» **WHAT IS ASKED**
Everything from the line containing "Query: black football sock" through the final line of the records must be transcribed verbatim; nothing else belongs in the result.

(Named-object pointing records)
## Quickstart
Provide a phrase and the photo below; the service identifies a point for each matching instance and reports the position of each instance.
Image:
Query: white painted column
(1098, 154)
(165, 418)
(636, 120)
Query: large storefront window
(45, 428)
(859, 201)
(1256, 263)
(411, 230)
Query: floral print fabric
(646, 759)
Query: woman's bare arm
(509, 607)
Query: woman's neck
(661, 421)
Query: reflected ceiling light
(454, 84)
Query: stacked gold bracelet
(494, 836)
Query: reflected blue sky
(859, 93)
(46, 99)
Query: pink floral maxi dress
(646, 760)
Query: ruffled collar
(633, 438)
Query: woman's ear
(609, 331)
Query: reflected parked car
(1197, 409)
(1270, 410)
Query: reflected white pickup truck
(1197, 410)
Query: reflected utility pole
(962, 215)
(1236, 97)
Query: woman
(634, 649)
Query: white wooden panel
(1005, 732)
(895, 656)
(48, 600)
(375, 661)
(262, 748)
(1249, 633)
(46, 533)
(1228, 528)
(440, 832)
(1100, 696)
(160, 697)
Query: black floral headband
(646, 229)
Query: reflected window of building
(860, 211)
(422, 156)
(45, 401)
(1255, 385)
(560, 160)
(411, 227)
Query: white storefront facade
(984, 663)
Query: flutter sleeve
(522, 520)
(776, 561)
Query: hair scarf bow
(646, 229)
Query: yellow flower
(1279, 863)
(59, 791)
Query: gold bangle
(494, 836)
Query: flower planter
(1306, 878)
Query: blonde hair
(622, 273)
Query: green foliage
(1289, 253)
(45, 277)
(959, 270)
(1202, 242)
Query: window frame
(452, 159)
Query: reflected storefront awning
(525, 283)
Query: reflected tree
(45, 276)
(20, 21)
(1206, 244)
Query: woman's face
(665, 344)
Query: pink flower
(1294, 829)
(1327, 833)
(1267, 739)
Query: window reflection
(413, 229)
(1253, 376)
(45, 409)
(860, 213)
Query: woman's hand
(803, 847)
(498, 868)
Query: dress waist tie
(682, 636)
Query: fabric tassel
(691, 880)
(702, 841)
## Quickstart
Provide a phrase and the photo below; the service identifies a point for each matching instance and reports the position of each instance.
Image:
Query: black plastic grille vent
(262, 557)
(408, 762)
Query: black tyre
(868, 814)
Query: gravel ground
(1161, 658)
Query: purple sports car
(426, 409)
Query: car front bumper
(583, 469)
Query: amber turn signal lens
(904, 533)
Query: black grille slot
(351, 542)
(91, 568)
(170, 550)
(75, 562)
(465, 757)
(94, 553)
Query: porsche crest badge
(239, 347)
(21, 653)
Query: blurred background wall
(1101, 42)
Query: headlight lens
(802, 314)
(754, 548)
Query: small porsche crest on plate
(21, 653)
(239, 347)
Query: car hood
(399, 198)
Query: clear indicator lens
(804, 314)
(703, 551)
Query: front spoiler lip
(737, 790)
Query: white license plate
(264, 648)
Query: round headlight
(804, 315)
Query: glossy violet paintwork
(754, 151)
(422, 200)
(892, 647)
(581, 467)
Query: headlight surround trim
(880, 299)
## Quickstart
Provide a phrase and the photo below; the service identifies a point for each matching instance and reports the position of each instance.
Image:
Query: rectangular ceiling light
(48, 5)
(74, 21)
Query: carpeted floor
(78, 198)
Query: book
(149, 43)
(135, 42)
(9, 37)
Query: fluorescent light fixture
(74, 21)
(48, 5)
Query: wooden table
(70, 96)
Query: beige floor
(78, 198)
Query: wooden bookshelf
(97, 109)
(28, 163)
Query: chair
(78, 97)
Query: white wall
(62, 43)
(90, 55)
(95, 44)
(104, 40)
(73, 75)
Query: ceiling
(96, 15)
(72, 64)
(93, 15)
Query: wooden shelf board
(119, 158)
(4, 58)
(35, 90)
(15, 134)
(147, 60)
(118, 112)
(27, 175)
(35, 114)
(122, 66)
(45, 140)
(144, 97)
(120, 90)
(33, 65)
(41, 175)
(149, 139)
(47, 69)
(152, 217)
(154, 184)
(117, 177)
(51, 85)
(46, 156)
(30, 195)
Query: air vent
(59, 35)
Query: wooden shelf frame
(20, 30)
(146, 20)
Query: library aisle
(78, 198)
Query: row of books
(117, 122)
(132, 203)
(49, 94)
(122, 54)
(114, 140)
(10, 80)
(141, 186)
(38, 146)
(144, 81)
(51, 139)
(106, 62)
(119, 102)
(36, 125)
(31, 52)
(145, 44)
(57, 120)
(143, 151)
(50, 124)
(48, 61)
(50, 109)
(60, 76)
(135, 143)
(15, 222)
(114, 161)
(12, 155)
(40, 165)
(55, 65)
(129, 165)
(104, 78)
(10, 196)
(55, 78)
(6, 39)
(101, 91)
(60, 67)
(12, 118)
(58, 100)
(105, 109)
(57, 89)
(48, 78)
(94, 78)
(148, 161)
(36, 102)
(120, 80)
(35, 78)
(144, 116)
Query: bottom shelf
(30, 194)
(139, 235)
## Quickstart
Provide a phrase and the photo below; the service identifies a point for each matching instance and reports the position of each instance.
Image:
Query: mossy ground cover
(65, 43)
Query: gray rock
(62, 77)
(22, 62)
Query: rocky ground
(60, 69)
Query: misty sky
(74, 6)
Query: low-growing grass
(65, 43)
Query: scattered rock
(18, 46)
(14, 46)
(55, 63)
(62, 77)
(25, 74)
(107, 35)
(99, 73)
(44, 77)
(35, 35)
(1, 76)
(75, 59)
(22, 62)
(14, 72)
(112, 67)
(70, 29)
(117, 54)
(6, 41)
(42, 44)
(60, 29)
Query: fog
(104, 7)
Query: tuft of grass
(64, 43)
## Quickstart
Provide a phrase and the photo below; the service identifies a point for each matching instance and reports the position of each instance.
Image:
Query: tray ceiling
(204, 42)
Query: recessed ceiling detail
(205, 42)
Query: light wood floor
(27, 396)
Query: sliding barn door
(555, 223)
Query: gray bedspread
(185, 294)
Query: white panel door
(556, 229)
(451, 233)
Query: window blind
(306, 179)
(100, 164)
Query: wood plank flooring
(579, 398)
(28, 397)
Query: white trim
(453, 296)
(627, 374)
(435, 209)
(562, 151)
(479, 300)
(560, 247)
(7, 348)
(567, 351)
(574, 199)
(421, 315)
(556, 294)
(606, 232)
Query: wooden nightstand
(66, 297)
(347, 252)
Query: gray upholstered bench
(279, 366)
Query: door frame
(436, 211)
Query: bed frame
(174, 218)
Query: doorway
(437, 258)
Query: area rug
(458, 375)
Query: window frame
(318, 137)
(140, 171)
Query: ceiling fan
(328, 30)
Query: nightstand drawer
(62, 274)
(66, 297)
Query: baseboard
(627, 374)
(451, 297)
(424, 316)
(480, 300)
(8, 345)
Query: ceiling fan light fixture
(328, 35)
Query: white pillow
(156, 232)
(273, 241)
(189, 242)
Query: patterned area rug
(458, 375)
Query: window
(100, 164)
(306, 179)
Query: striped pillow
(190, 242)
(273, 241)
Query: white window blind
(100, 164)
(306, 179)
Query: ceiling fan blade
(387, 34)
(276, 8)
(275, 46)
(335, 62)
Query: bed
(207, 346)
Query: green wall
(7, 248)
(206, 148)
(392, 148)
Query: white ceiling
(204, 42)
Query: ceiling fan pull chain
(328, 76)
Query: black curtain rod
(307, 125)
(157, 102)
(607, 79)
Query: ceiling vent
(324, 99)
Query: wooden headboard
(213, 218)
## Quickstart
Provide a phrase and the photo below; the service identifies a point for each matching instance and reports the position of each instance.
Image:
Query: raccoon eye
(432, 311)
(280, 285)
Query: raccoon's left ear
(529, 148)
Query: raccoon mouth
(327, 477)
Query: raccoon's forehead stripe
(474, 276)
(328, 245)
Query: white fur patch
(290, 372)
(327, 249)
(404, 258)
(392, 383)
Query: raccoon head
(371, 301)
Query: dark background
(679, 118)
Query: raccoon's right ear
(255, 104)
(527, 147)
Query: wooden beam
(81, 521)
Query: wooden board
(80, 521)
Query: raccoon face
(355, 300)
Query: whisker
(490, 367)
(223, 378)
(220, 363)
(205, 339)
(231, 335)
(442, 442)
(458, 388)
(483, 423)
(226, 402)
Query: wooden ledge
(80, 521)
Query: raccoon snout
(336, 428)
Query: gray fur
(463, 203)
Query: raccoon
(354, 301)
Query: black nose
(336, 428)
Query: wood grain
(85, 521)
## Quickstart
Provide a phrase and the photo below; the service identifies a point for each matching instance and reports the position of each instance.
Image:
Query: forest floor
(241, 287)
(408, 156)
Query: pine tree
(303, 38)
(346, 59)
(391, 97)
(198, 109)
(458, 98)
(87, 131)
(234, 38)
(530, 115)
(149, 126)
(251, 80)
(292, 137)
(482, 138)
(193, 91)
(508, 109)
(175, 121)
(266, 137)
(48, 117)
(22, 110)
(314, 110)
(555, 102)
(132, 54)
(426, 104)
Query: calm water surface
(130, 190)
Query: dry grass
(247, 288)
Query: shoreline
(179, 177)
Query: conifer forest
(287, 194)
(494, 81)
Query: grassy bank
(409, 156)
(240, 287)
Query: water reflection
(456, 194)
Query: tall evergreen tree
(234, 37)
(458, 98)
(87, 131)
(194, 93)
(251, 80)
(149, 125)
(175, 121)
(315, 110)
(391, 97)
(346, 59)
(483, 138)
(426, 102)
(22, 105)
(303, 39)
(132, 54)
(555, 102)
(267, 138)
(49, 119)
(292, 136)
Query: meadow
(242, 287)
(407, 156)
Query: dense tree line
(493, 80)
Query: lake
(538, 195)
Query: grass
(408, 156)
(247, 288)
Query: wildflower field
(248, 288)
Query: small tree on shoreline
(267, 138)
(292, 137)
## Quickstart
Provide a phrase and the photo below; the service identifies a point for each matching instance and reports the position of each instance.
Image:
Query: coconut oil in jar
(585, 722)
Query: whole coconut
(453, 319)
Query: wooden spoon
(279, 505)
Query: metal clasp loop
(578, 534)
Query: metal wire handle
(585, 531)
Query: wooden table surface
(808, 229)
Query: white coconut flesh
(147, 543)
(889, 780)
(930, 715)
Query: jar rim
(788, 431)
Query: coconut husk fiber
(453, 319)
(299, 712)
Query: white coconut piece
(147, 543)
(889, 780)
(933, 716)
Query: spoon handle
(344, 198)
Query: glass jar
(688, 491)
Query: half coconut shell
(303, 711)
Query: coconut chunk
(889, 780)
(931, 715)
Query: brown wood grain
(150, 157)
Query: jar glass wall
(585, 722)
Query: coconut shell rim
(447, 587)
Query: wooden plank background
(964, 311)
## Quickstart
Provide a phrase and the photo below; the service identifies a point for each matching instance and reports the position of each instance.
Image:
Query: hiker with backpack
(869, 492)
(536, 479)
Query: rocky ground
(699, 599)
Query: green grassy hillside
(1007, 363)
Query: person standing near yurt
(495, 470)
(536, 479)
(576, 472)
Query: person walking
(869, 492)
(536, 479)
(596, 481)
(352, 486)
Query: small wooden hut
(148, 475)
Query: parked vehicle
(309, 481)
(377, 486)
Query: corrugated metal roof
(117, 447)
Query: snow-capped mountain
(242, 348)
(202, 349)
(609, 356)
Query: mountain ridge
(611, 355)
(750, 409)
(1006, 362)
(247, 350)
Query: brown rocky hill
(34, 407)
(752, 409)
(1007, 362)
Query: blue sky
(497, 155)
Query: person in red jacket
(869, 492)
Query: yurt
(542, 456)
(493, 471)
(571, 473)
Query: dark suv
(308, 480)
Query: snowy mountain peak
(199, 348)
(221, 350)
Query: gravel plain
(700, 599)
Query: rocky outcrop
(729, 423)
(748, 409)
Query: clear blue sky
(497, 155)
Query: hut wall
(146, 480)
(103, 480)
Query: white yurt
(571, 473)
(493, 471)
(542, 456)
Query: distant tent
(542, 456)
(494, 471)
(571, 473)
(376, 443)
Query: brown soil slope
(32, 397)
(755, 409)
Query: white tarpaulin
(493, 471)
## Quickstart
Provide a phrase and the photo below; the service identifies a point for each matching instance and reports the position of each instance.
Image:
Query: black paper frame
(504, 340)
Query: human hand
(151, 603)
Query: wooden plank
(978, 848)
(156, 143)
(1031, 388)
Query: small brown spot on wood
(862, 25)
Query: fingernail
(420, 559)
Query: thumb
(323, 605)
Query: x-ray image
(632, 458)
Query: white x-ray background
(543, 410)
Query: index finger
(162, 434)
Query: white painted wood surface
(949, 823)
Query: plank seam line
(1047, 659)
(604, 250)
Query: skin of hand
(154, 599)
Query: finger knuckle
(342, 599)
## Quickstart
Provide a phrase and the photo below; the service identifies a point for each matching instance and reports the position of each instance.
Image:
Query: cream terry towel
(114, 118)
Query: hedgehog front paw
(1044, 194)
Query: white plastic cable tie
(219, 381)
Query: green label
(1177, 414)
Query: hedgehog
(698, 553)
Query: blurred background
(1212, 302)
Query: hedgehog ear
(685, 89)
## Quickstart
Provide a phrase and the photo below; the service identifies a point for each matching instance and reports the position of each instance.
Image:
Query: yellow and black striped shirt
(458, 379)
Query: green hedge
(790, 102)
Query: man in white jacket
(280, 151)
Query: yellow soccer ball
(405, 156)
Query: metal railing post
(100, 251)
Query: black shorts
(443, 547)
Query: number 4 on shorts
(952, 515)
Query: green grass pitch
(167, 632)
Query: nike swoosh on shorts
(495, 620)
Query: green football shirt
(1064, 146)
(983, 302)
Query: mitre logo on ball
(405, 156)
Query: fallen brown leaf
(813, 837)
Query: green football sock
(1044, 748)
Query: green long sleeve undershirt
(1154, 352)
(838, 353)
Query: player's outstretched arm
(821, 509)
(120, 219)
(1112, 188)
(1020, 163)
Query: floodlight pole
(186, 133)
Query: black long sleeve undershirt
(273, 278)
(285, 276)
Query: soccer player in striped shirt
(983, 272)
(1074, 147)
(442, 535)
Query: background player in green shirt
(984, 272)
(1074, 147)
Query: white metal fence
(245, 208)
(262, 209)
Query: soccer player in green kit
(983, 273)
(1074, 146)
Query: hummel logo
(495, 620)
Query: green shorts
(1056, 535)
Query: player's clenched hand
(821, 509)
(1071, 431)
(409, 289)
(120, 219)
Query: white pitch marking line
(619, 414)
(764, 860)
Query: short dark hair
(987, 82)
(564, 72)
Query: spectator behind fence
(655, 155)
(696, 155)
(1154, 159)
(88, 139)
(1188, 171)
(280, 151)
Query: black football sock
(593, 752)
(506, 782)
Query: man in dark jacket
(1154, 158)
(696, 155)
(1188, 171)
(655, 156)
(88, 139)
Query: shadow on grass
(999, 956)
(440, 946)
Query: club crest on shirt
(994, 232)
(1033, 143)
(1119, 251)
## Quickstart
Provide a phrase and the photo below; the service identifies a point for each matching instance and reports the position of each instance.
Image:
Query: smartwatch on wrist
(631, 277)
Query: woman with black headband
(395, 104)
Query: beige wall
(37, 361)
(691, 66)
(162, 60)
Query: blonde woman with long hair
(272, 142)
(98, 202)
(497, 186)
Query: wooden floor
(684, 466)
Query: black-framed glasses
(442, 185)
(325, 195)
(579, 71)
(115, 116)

» **RESPONSE TO THIS EXERCISE**
Query: black football sock
(593, 752)
(506, 782)
Query: man in dark jacket
(1154, 158)
(696, 155)
(1188, 171)
(655, 156)
(88, 139)
Query: shadow on grass
(999, 956)
(440, 946)
Query: club crest on shirt
(994, 232)
(1033, 143)
(1119, 251)
## Quickstart
Provide a phrase and the photo below; the service identifies a point for each matching instance and reports the position of each instance.
Image:
Query: smartwatch on wrist
(631, 277)
Query: woman with black headband
(395, 104)
Query: beige wall
(37, 361)
(691, 66)
(162, 60)
Query: blonde woman with long hair
(272, 142)
(98, 202)
(497, 186)
Query: wooden floor
(684, 466)
Query: black-framed glasses
(442, 185)
(325, 195)
(579, 71)
(115, 116)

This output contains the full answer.